Repeat exactly the lines from the line containing "the stone step" through the last line of the records below, inclusive, and nothing else.

Location identification entries

_ _ _ _

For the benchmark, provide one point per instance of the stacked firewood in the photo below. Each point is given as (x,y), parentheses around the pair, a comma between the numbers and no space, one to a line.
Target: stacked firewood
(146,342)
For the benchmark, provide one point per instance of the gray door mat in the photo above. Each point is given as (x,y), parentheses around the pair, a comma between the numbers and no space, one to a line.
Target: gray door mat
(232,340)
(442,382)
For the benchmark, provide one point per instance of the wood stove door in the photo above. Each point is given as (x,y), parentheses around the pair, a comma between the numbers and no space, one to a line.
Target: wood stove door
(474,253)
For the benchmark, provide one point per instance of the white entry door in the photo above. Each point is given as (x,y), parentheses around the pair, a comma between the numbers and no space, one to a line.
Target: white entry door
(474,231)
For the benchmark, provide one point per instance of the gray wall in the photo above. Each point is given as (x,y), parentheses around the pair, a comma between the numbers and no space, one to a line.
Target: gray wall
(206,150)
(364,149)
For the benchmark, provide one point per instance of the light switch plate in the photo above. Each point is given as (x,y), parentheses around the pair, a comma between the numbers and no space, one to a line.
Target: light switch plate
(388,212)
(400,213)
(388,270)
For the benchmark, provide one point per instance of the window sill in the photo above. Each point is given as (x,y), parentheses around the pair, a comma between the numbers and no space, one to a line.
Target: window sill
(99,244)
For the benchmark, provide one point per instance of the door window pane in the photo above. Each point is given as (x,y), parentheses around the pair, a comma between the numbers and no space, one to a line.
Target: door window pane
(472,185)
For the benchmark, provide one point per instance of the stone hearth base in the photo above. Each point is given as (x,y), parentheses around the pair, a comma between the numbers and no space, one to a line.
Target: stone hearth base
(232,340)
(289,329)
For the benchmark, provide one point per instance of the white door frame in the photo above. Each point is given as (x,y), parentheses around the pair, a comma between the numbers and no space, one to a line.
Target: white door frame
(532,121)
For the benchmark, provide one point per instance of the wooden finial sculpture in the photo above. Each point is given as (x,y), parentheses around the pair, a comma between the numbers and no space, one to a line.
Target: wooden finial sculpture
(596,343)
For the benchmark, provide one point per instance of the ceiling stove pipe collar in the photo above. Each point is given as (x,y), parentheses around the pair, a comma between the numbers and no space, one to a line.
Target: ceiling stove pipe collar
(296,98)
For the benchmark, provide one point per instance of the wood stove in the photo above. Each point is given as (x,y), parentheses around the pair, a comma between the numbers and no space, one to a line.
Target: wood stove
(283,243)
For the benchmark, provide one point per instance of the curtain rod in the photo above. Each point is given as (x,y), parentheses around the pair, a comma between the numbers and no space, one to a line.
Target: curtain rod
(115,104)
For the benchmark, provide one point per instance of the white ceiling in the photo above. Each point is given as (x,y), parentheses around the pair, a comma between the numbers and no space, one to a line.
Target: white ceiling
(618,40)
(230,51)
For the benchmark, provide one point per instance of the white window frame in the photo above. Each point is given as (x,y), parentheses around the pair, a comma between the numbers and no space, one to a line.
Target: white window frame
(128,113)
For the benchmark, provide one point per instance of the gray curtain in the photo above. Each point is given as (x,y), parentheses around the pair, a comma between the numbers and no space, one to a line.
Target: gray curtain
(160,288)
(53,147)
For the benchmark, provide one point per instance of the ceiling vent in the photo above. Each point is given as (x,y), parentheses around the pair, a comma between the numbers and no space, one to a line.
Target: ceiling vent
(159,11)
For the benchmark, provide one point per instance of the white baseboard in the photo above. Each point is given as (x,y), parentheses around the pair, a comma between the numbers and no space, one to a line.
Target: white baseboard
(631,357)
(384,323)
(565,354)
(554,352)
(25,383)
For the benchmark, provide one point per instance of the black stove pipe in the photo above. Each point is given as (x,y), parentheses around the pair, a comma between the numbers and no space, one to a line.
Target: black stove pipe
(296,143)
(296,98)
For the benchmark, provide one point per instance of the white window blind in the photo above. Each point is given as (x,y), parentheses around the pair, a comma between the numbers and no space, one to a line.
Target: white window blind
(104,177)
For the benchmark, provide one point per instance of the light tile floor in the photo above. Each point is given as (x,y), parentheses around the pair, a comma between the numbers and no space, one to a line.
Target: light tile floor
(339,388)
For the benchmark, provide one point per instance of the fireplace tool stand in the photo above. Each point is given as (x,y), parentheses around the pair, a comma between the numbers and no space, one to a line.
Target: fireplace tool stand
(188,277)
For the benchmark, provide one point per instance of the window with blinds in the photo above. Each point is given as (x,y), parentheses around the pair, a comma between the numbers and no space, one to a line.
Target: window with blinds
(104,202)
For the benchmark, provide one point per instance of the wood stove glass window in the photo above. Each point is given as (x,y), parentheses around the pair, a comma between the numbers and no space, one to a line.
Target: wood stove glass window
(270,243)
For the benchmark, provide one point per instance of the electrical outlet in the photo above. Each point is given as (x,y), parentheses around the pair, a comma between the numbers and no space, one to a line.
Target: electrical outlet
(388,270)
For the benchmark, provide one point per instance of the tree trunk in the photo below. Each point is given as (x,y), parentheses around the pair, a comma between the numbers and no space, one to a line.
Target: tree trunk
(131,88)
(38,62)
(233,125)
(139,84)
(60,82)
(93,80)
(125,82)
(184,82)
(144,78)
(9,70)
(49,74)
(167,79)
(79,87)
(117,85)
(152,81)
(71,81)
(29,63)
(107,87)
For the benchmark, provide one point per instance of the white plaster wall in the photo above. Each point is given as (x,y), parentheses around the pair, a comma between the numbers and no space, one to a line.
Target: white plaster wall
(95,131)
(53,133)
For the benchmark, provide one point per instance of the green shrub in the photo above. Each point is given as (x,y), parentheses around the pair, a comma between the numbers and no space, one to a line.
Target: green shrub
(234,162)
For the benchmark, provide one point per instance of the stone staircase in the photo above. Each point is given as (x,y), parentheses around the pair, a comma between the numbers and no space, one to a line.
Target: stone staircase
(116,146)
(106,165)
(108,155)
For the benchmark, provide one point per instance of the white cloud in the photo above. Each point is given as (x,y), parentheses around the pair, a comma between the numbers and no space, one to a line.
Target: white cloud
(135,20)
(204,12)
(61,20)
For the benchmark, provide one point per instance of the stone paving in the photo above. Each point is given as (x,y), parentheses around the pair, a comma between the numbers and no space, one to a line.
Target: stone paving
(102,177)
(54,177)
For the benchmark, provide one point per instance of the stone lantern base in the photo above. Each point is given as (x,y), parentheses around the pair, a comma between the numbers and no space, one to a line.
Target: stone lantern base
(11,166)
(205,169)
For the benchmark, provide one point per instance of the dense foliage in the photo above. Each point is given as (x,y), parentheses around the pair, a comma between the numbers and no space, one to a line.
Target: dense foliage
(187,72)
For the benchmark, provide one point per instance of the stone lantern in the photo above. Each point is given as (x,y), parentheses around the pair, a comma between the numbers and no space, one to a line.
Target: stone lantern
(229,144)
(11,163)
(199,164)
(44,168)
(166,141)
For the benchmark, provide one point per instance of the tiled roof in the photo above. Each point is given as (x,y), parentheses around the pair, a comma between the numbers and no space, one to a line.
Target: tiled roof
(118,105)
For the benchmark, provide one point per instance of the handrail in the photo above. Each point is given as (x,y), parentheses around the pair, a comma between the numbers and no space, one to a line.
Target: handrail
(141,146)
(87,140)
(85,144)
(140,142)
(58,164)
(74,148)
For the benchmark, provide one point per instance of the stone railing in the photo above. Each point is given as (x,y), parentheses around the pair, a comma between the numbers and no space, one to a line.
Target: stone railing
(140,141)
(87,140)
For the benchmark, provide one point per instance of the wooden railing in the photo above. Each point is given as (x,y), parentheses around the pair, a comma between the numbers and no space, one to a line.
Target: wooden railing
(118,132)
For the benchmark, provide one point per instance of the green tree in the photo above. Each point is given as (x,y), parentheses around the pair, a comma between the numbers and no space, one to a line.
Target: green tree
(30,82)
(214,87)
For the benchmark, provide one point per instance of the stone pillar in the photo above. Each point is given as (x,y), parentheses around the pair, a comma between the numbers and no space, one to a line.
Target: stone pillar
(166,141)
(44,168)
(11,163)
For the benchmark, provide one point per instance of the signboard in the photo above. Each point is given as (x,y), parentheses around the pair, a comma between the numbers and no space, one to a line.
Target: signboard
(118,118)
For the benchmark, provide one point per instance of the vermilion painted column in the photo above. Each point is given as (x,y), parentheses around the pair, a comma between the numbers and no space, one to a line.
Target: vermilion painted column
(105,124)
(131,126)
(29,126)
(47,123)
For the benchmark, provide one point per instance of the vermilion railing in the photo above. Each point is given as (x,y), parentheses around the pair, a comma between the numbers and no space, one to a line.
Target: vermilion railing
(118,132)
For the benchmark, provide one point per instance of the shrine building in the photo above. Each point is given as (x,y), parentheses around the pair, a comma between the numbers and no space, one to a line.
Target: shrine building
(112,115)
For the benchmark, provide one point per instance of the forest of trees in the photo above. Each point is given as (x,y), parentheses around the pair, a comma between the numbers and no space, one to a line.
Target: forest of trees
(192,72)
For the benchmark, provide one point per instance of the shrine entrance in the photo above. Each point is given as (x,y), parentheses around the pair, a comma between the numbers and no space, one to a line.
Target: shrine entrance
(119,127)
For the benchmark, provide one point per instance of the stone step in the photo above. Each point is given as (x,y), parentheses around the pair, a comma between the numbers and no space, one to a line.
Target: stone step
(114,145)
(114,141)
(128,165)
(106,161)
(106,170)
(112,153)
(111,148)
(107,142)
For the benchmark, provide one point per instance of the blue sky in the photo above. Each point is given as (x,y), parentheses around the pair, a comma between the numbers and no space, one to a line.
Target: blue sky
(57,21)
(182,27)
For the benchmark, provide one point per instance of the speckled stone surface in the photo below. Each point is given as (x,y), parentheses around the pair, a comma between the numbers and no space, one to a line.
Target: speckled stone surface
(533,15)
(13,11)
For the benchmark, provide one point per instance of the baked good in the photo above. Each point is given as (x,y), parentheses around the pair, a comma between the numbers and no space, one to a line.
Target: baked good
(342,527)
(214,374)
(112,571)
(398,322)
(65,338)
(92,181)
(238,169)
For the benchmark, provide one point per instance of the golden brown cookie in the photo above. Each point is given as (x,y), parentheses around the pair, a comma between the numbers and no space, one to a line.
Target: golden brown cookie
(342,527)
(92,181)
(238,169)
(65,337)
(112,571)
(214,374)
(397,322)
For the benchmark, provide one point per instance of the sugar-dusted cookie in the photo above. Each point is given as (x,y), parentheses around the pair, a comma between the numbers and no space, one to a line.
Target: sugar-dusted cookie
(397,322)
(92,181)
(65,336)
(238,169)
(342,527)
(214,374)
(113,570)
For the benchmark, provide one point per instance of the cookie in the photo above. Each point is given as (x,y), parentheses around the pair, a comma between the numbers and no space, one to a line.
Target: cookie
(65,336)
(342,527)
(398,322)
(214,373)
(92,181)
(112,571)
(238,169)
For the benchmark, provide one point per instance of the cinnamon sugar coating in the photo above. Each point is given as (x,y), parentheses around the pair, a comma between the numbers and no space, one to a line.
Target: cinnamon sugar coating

_ _ _ _

- COMPLETE RESPONSE
For the benchmark, provide one point per instance of the stone step in the photo above. Each point is given as (x,y), parentheses around the pair, a comma between the numbers and no space, one to a line.
Target: stone step
(114,145)
(114,141)
(128,165)
(106,161)
(106,170)
(112,153)
(111,148)
(107,142)
For the benchmark, provide one point per instance of the blue sky in the photo above. Each point is given as (x,y), parentheses around the pair, a comma between the numbers and no space, one to a line.
Target: blue sky
(57,21)
(182,27)
For the benchmark, provide one point per instance of the speckled stone surface in the photo below. Each point is given as (x,y), parentheses around the pair, a comma between the numbers and no space, one to a line.
Target: speckled stone surface
(533,15)
(13,11)
For the benchmark, provide one point per instance of the baked good in the photo above. Each point is given as (x,y), parentheses around the pair, a comma between the numbers and no space, one to a line.
Target: baked good
(342,527)
(214,374)
(112,571)
(398,322)
(65,338)
(92,181)
(238,169)
For the benchmark, provide one point per instance of the golden brown cookie in the photo above. Each point is given as (x,y), parentheses around the pair, a comma between the numbers and no space, one to a line.
Target: golden brown cookie
(342,527)
(92,181)
(238,169)
(65,337)
(112,571)
(214,374)
(397,322)
For the benchmark, provide one point per instance of the sugar-dusted cookie in the photo above. Each point is given as (x,y), parentheses around the pair, a comma between the numbers and no space, one to a line.
Target: sugar-dusted cookie
(397,322)
(92,181)
(65,336)
(238,169)
(342,527)
(214,374)
(113,570)
For the benchmark, provide one point per instance of the cookie in the photo above. Each point is given as (x,y), parentheses around the pair, a comma between the numbers and no space, one to a line.
Target: cookie
(65,336)
(342,527)
(398,322)
(214,373)
(92,181)
(112,571)
(238,169)
For the benchmark, provide one point per instance of the cinnamon sugar coating in the photo above. Each point is given as (x,y), parentheses around the pair, a comma between the numbers and no space, one to a line.
Target: cinnamon sugar coating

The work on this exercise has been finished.